-- WHAT THE TASK REQUIRES --
The entries below should be copied exactly and completely.

[Data excerpts]
********

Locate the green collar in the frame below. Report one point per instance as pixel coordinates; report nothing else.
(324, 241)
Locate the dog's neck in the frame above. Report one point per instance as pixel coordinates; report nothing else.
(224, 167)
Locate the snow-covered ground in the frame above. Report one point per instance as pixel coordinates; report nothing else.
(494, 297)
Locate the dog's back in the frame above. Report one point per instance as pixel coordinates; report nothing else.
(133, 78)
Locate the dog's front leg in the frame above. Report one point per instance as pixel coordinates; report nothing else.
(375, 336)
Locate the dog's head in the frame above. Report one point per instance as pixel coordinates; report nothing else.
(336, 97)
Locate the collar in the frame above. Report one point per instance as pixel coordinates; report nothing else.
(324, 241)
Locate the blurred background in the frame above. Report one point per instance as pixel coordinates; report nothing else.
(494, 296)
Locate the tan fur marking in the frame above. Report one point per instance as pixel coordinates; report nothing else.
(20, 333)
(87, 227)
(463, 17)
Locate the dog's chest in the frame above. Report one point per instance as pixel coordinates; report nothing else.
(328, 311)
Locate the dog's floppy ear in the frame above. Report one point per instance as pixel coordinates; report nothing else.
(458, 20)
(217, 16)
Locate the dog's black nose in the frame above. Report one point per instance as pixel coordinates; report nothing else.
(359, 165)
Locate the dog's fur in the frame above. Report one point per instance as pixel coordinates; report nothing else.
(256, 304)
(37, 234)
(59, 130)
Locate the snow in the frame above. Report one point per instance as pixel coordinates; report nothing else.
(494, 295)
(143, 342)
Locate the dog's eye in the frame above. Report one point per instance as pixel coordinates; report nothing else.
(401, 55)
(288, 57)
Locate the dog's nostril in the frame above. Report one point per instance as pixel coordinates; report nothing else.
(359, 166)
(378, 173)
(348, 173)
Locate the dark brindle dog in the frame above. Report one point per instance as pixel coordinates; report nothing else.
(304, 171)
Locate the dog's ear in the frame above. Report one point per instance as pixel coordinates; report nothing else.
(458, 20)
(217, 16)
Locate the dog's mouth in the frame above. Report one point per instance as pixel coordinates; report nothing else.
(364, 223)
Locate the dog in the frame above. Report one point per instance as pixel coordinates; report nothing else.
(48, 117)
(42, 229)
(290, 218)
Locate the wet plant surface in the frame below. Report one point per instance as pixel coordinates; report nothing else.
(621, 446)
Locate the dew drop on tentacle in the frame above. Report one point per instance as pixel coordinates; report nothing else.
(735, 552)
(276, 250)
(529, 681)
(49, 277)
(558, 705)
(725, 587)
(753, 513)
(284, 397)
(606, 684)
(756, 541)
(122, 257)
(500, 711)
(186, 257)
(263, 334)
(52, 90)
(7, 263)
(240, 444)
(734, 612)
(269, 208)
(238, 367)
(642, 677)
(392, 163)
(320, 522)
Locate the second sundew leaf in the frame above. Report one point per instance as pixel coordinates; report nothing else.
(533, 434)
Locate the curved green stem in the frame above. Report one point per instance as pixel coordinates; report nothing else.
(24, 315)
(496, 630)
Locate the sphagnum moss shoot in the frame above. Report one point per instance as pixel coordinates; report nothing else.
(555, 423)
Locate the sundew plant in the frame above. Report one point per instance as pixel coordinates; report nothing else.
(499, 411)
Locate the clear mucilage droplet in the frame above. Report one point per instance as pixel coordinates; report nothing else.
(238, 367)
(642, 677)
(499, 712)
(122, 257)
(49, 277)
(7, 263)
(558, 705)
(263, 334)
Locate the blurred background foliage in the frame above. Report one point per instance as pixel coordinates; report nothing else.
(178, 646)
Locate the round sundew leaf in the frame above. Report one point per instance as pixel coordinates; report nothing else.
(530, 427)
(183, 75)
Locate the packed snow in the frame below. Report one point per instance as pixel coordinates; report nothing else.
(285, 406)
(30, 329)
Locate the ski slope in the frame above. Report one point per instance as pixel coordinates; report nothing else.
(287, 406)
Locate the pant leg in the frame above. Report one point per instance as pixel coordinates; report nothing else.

********

-- RESULT OF THE TASK --
Locate the green collar in the frame below. Report one point per instance as pixel coordinates; report nothing else.
(324, 241)
Locate the dog's neck in the frame above. Report one point per instance as pixel coordinates; report nothing else.
(224, 167)
Locate the snow-covered ground in the frame above. Report one point per instance as pixel coordinates; report nothing else.
(494, 297)
Locate the dog's back in the frame above. Report one point per instance as pixel coordinates; report nothing else.
(133, 78)
Locate the dog's front leg in the frame above. Report one point per instance as pixel coordinates; report nothing else.
(375, 336)
Locate the dog's head in the frame above. Report one point per instance as pixel coordinates; report nothing else.
(336, 97)
Locate the collar in the frame above. Report one point per instance as pixel coordinates; report nothing else.
(324, 241)
Locate the blurred background in the frame above. Report one point per instance as pixel coordinates; report nothing else.
(494, 296)
Locate the tan fur marking in the frame above. Report one point per instance as pixel coordinates; report nothing else.
(20, 333)
(87, 227)
(463, 17)
Locate the dog's chest in the frame above. Report one point per instance as pixel coordinates; report nothing else.
(328, 311)
Locate the dog's floppy ear in the frame above. Report one point per instance as pixel coordinates; report nothing else.
(458, 20)
(217, 16)
Locate the dog's black nose in the frame above. Report one point per instance as pixel coordinates; report nothing else.
(359, 165)
Locate the dog's fur in the frame above. Report one point per instance as pixel coordinates; report nothing else.
(256, 304)
(37, 234)
(59, 130)
Locate the snow in the frame above. Report one point per instance as pixel coordinates; report nothing else.
(494, 295)
(143, 342)
Locate the dog's eye in the frame above. Report one point per instance as pixel coordinates; report nothing else.
(401, 55)
(288, 57)
Locate the dog's nostril in the frame above. Report one point per instance as pixel coordinates; report nothing else.
(359, 166)
(378, 173)
(348, 173)
Locate the dark brindle dog in the frame above. Report one point per instance as pixel coordinates; report nothing else.
(304, 171)
Locate the dog's ear in the frame above. Report one point per instance as pixel coordinates; report nothing else.
(458, 20)
(217, 16)
Locate the dog's mouth in the frame above. Report one point per instance as pixel coordinates; report nothing else.
(364, 223)
Locate the dog in the frame above. Report one point per instance as pixel coordinates; report nothing else.
(48, 117)
(42, 229)
(290, 218)
Locate the wet plant surface in the frame below. Report one point per instance as pixel coordinates; report nothing else.
(621, 446)
Locate the dew drop on tentacle in the frame above. Report one point per instance as pixel coordinates; report nothing else.
(735, 552)
(276, 250)
(529, 681)
(49, 277)
(558, 705)
(725, 587)
(753, 513)
(284, 397)
(606, 684)
(756, 541)
(122, 257)
(500, 711)
(186, 257)
(263, 334)
(52, 90)
(7, 263)
(240, 444)
(734, 612)
(269, 208)
(238, 367)
(642, 677)
(392, 163)
(320, 522)
Locate the second sundew leaf in the frame above. Report one point per instance as pixel coordinates; report nothing else.
(533, 434)
Locate the curved green stem in the frame above. Report one point per instance as pixel coordinates; report nothing else.
(24, 315)
(496, 630)
Locate the sphagnum moss shoot in the frame above. Report one point per instance as pixel coordinates; report nothing else.
(555, 423)
Locate the sundew plant in the frame above. Report one point per instance as pixel coordinates; report nothing else.
(499, 411)
Locate the clear mucilage droplet in the frame above. Report one point per instance as pixel coordinates; report nothing else.
(238, 367)
(642, 677)
(499, 712)
(122, 257)
(49, 277)
(7, 263)
(558, 705)
(263, 334)
Locate the blurred background foliage in the frame above. Report one point per instance as pixel coordinates; report nothing else.
(178, 646)
Locate the round sundew leaf in the frame above. Report one point per instance as pixel coordinates; report nothing else.
(530, 427)
(183, 75)
Locate the packed snow in the frame below. Report one point per instance as pixel coordinates; report nothing else.
(285, 406)
(30, 329)
Locate the ski slope in the frame above. Report one point per instance as pixel coordinates; report nothing else.
(287, 406)
Locate the pant leg in the frame above. Report one point per instance as pixel coordinates; report nothing else.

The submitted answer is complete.